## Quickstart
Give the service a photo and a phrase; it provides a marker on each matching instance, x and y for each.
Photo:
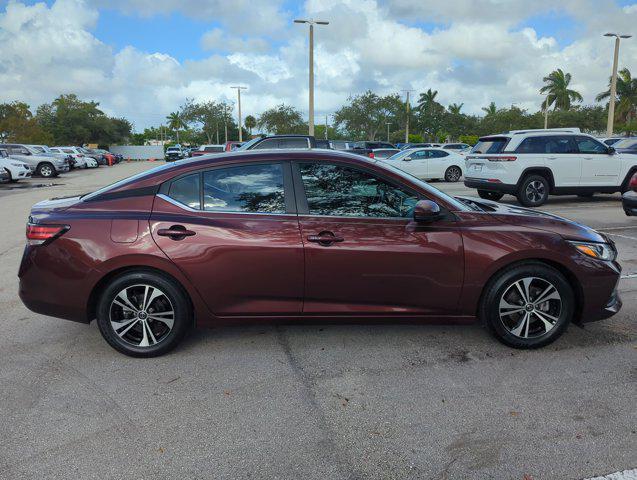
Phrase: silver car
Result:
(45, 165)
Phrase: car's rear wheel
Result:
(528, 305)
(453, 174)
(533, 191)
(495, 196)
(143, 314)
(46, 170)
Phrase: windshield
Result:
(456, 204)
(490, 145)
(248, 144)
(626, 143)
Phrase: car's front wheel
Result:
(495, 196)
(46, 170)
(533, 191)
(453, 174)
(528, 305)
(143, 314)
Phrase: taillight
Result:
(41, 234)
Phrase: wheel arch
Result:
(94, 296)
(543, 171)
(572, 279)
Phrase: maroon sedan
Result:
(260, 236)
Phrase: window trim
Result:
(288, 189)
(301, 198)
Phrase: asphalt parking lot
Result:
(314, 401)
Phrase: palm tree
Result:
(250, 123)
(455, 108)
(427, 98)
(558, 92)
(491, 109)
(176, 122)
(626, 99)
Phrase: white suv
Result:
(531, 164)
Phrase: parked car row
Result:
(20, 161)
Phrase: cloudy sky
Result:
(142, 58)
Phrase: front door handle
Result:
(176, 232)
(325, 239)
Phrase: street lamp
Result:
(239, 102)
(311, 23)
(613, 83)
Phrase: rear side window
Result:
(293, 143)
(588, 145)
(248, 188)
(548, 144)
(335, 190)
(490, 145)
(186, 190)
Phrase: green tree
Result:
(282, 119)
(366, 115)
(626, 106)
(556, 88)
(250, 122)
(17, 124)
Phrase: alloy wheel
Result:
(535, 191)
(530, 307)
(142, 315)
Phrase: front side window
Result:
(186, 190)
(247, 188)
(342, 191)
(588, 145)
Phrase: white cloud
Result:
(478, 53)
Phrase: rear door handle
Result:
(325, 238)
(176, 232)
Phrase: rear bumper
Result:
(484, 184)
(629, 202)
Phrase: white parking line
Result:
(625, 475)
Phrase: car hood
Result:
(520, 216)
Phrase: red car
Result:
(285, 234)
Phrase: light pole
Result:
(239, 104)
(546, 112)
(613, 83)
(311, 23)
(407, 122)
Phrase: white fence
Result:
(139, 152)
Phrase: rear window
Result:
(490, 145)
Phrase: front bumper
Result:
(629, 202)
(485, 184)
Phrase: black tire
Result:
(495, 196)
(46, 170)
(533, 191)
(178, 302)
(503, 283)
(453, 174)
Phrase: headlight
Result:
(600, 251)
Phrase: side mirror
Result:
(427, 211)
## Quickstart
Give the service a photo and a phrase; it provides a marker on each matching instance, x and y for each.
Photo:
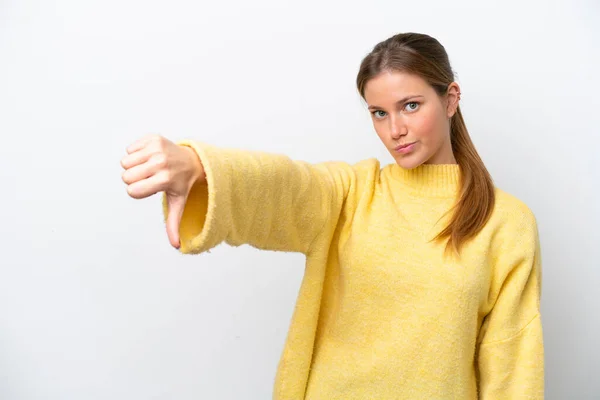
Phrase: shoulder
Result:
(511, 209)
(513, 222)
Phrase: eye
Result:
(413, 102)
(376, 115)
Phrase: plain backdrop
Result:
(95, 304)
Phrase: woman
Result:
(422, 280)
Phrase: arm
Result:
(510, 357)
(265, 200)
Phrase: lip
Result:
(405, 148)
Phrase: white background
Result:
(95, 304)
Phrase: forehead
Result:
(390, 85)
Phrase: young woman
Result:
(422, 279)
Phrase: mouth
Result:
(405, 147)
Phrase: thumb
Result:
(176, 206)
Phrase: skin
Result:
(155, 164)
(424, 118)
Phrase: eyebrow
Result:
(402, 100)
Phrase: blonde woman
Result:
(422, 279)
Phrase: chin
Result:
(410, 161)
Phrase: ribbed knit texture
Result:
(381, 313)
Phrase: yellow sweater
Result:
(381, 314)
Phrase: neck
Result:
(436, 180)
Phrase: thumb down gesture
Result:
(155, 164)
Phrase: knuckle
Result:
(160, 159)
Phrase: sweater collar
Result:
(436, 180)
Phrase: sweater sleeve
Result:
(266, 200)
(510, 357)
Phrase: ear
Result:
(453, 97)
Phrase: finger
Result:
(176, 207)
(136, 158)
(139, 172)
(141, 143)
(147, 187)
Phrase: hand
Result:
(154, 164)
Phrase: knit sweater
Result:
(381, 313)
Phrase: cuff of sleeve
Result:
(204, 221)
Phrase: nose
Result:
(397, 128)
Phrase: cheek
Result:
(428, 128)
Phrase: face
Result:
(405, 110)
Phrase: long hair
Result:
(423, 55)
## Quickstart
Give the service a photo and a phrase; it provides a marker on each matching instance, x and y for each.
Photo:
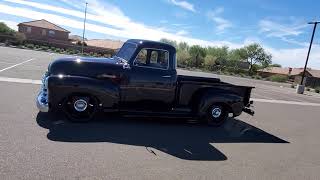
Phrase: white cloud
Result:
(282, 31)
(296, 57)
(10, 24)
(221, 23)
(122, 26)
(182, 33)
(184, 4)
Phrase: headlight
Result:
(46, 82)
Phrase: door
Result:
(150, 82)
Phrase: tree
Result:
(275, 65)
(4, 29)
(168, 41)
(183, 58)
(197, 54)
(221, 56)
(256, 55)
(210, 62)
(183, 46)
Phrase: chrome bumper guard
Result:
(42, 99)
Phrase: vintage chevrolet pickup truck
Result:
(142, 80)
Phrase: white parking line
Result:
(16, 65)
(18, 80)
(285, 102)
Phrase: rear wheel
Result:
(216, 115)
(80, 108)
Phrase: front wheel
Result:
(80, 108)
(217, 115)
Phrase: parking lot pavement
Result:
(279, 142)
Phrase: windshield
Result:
────────────────────
= Exercise description =
From the first line to the last, set down the data exactly, without the pictures.

= Result of the exercise =
## Quickstart
Give the service a photo and a phrase; it provides a marker on each matching instance, x and y for each.
Photo:
Phrase: silver car
Result:
(45, 165)
Phrase: car's rear wheel
Result:
(528, 305)
(453, 174)
(533, 191)
(495, 196)
(143, 314)
(46, 170)
Phrase: windshield
Result:
(456, 204)
(490, 145)
(248, 144)
(626, 143)
Phrase: car's front wheel
Result:
(495, 196)
(46, 170)
(533, 191)
(453, 174)
(528, 305)
(143, 314)
Phrase: taillight
Result:
(41, 234)
Phrase: wheel arch
Result:
(94, 296)
(543, 171)
(572, 279)
Phrase: maroon sedan
Result:
(260, 236)
Phrase: window trim
Result:
(288, 189)
(301, 198)
Phrase: asphalt parking lot
Result:
(314, 401)
Phrase: palm tree
Result:
(250, 123)
(455, 108)
(427, 98)
(558, 92)
(491, 109)
(176, 122)
(626, 99)
Phrase: white suv
Result:
(531, 164)
Phrase: parked car row
Result:
(20, 161)
Phrase: cloudy sky
Result:
(142, 58)
Phrase: front door handle
Result:
(176, 232)
(325, 239)
Phrase: street lamp
Result:
(239, 102)
(311, 23)
(613, 83)
Phrase: rear side window
Result:
(293, 143)
(588, 145)
(248, 188)
(548, 144)
(335, 190)
(490, 145)
(186, 190)
Phrase: green tree
Result:
(282, 119)
(366, 115)
(626, 106)
(556, 88)
(250, 122)
(17, 124)
Phrase: alloy wheel
Result:
(535, 191)
(530, 307)
(142, 315)
Phrase: front side window
Result:
(186, 190)
(247, 188)
(342, 191)
(588, 145)
Phrase: white cloud
Result:
(478, 53)
Phrase: rear door handle
Result:
(325, 238)
(176, 232)
Phrase: rear bumper
Result:
(484, 184)
(629, 202)
Phrase: white parking line
Result:
(625, 475)
Phrase: car hood
Result:
(520, 216)
Phrase: red car
Result:
(285, 234)
Phrase: light pole
Result:
(239, 104)
(546, 112)
(613, 83)
(311, 23)
(407, 122)
Phrase: white fence
Result:
(139, 152)
Phrase: rear window
Result:
(490, 145)
Phrase: front bumper
Result:
(629, 202)
(485, 184)
Phrase: black tire
Result:
(495, 196)
(46, 170)
(533, 191)
(178, 302)
(503, 283)
(453, 174)
Phrase: headlight
Result:
(600, 251)
Phrase: side mirror
Result:
(427, 211)
## Quickstart
Give the service a photo and a phrase; it provides a marker on each matching instance, x and y for each.
Photo:
Phrase: shoulder
Result:
(511, 209)
(513, 222)
Phrase: eye
Result:
(413, 102)
(376, 115)
Phrase: plain backdrop
Result:
(95, 304)
Phrase: woman
Result:
(422, 280)
Phrase: arm
Result:
(510, 357)
(265, 200)
Phrase: lip
Result:
(405, 148)
Phrase: white background
Result:
(95, 304)
Phrase: forehead
Result:
(390, 85)
Phrase: young woman
Result:
(422, 279)
Phrase: mouth
Result:
(405, 147)
Phrase: thumb
Result:
(176, 206)
Phrase: skin
Result:
(155, 164)
(424, 118)
Phrase: eyebrow
Result:
(402, 100)
Phrase: blonde woman
Result:
(422, 279)
Phrase: chin
Result:
(410, 161)
Phrase: ribbed knit texture
Result:
(381, 313)
Phrase: yellow sweater
Result:
(381, 314)
Phrase: neck
Result:
(436, 180)
Phrase: thumb down gesture
Result:
(155, 164)
Phrase: knuckle
Result:
(160, 159)
Phrase: sweater collar
Result:
(436, 180)
Phrase: sweater sleeve
Result:
(266, 200)
(510, 357)
Phrase: ear
Result:
(453, 97)
Phrase: finger
Result:
(176, 207)
(136, 158)
(139, 172)
(141, 143)
(147, 187)
Phrase: hand
Result:
(154, 164)
Phrase: knit sweater
Result:
(381, 313)
Phrase: cuff of sleeve
Result:
(204, 221)
Phrase: nose
Result:
(397, 128)
Phrase: cheek
Result:
(428, 128)
Phrase: face
Result:
(405, 110)
Phrase: long hair
Result:
(423, 55)
## Quickstart
Give the service a photo and a phrase; it provides a marker on each matching instance, x and y for each.
Photo:
Phrase: white cloud
Result:
(282, 31)
(296, 57)
(10, 24)
(221, 23)
(122, 26)
(182, 33)
(184, 4)
Phrase: headlight
Result:
(46, 82)
Phrase: door
Result:
(150, 82)
Phrase: tree
Result:
(275, 65)
(4, 29)
(168, 41)
(183, 58)
(197, 54)
(221, 56)
(256, 55)
(210, 62)
(183, 46)
Phrase: chrome bumper guard
Result:
(42, 99)
Phrase: vintage chevrolet pickup truck
Result:
(142, 80)
Phrase: white parking line
Result:
(16, 65)
(18, 80)
(285, 102)
Phrase: rear wheel
Result:
(216, 115)
(80, 108)
Phrase: front wheel
Result:
(80, 108)
(217, 115)
Phrase: parking lot pavement
Result:
(279, 142)
Phrase: windshield
Result:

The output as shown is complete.